**Exercise**. Put the data below into a Markdown table with the columns Row and Line, starting at the line that contains "If you could spot the mossy" and running through the end of the data, both ends included. Number each row and leave out blank lines.

-- start --

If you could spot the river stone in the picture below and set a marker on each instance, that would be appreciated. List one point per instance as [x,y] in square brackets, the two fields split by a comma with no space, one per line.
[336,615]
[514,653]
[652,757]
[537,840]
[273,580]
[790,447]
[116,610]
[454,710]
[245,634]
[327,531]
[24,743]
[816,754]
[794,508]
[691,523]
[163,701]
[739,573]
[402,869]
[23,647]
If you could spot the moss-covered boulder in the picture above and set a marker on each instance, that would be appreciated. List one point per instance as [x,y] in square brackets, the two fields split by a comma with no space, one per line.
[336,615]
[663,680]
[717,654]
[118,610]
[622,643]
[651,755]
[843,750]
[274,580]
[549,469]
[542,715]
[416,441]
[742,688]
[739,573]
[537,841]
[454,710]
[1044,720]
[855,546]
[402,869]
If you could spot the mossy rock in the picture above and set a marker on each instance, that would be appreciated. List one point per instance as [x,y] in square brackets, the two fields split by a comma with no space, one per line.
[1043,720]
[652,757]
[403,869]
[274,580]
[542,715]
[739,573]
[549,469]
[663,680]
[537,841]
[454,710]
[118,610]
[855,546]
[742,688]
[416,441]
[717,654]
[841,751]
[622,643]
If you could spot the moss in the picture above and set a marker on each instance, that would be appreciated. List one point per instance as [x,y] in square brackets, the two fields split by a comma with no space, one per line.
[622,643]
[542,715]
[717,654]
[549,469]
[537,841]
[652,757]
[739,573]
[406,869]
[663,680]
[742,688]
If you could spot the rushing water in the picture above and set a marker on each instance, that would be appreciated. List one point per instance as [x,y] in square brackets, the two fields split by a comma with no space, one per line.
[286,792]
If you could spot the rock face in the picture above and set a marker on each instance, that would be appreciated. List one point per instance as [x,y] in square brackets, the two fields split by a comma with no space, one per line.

-- end --

**Reply**.
| Row | Line |
|---|---|
| 1 | If you could spot the mossy rock in the picture above and set a marker on each instance, that would be appreciated. List one point per instance as [x,y] in square brackets, the two fields split by a comma with no space, one per line. |
| 2 | [1043,720] |
| 3 | [652,757] |
| 4 | [403,869] |
| 5 | [274,580] |
| 6 | [542,715] |
| 7 | [739,573] |
| 8 | [549,469] |
| 9 | [663,680] |
| 10 | [537,841] |
| 11 | [454,710] |
| 12 | [118,610] |
| 13 | [855,546] |
| 14 | [742,688] |
| 15 | [416,441] |
| 16 | [717,654] |
| 17 | [841,751] |
| 18 | [622,643] |
| 19 | If you could spot the moss in the picture above and set a marker on each instance, that would be appreciated. List one point per instance as [x,y] in square brackets, the two fields split by a comma with no space, one per line. |
| 20 | [622,643] |
| 21 | [542,715] |
| 22 | [717,654] |
| 23 | [549,469] |
| 24 | [537,841] |
| 25 | [652,757] |
| 26 | [739,573] |
| 27 | [406,869] |
| 28 | [663,680] |
| 29 | [742,688] |
| 30 | If you could spot the rushing water in the picture above and set a marker on each instance, that would be appreciated. List one point per instance as [x,y] in square brackets, the two fields split by a comma with no space, one per line. |
| 31 | [286,792] |
| 32 | If you could spot the rock face in the picture above and set a marker on each instance, that would be appreciated. List one point per instance as [x,y] in square brackets, the two fields split by a comma with no space, one per line. |